— START OF Input rows —

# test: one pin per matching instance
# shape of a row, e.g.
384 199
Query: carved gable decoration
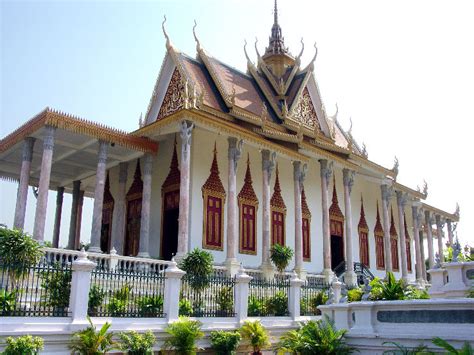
173 100
276 201
172 181
305 113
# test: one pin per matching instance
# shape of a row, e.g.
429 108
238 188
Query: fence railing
268 297
35 290
122 293
207 297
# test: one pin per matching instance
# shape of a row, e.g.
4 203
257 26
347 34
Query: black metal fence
118 293
211 296
268 297
314 292
40 290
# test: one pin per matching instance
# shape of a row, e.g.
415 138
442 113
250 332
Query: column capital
348 178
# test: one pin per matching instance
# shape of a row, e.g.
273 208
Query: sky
402 70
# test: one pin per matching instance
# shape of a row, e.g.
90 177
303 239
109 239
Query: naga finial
168 42
198 44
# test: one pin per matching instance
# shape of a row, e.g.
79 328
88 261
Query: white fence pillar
80 286
295 296
241 295
172 289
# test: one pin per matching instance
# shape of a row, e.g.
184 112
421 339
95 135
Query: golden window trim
205 194
243 201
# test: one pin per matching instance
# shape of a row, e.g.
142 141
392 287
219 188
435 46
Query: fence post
241 295
172 289
295 295
80 286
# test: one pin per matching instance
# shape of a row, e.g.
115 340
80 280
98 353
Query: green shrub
277 304
280 256
184 334
225 343
91 341
185 307
57 284
7 302
24 345
225 300
354 295
135 343
96 297
150 306
256 335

— END OF Input rows —

▶ _Aim_
Write out all the items above again, switching every "Query" to "Target" and changing nothing else. Leave the pictures out.

▶ _Result of this exercise_
# test: one pin per matching instance
# shape of a row, e.g.
384 199
Target: carved gable decoration
173 100
276 201
172 181
305 113
# test: one pin per matching instance
# shape of a row, e.g.
429 108
238 188
Target: fence railing
268 297
35 290
122 293
207 297
# test: one pin per matching instance
# shape of a row, e.g.
4 203
257 26
347 34
Target: black metal fence
118 293
211 296
268 297
314 292
40 290
# test: one pin per matching instance
# shape of a row, e.g.
415 138
442 113
250 332
Target: column capital
348 178
# test: one pin per matching instance
# shape of a row, e.g.
273 208
Target: sky
402 70
# test: one pin per matching instance
# shape of a row, e.g.
90 177
303 239
109 239
Target: naga finial
168 42
198 44
# test: one pin per matching instance
# shape of a row, e.g.
79 328
88 261
Target: white fence pillar
80 286
295 296
241 295
172 289
# test: one pin per matching instance
# shape of a row, e.g.
184 112
421 339
95 135
Target: golden window trim
205 194
243 201
# test: one pin per matching instance
# shape of a row, e.g.
142 141
392 287
219 188
435 46
Target: fence post
241 295
172 289
295 295
80 286
# test: one pin per matching instance
# shape of a row, e.g.
115 340
80 280
98 353
Target: green shrub
277 304
280 256
184 334
225 343
91 341
185 307
57 284
7 302
24 345
225 300
354 295
135 343
96 297
150 306
256 335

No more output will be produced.